■ **WHAT THE TASK REQUIRES**: Copy out the records below line for line, leaving out the pictures.

■ **DATA SECTION**:
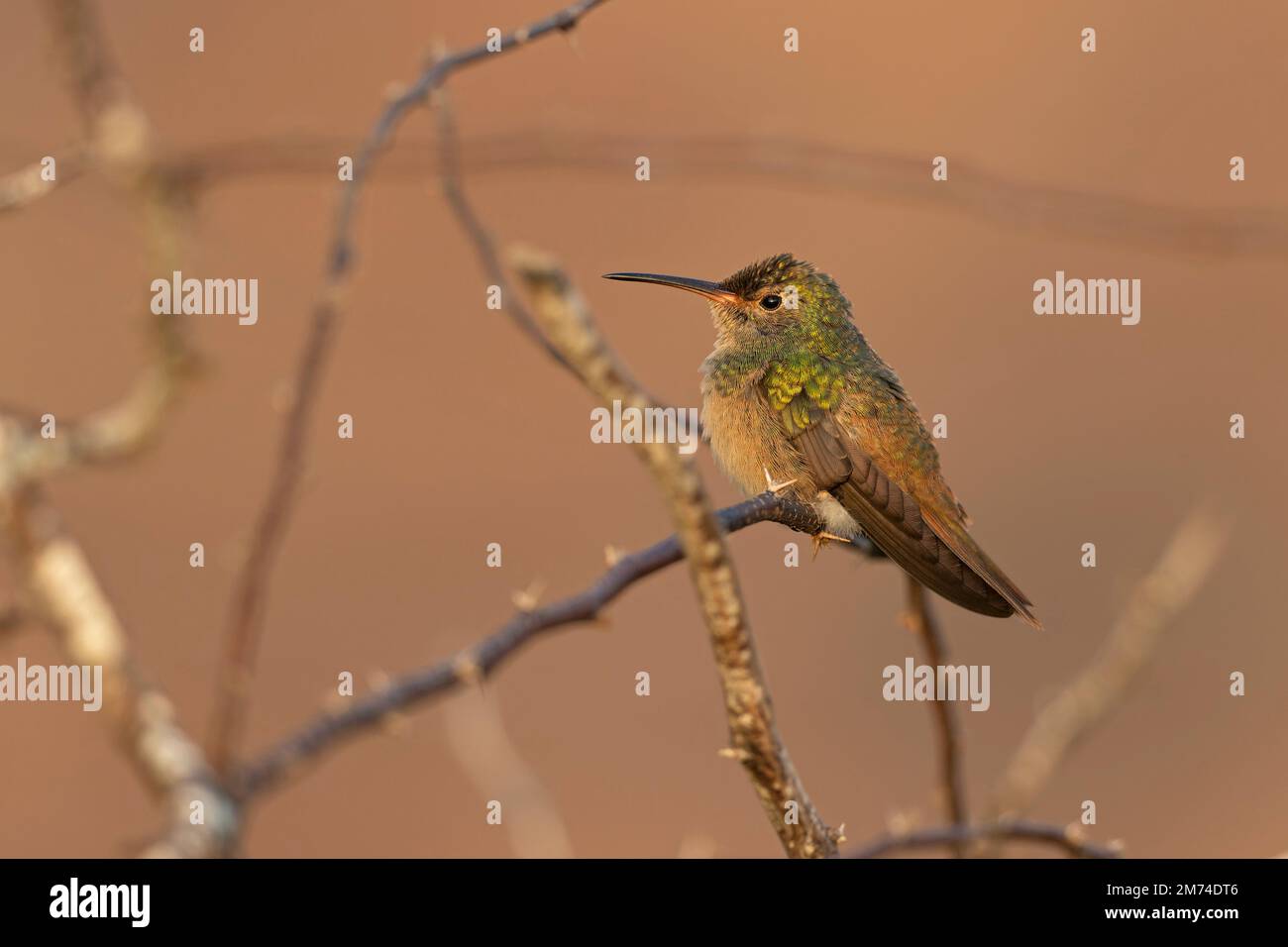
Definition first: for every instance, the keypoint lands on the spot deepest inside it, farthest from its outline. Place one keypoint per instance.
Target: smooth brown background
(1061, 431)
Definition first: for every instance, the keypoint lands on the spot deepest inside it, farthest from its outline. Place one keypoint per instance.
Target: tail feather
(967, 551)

■ **EXPECTED OUTPUT**:
Definition first: for every instance, the keypoint lands on the spot deepest inside it, farthest from its outline. Place one keypoint per instance.
Target: smooth brown background
(1061, 431)
Definition first: for every instance, the keypoint lands on the spot deepest inside it, farthest from its outline. Place one keypoint per instance.
Target: tail feather
(967, 551)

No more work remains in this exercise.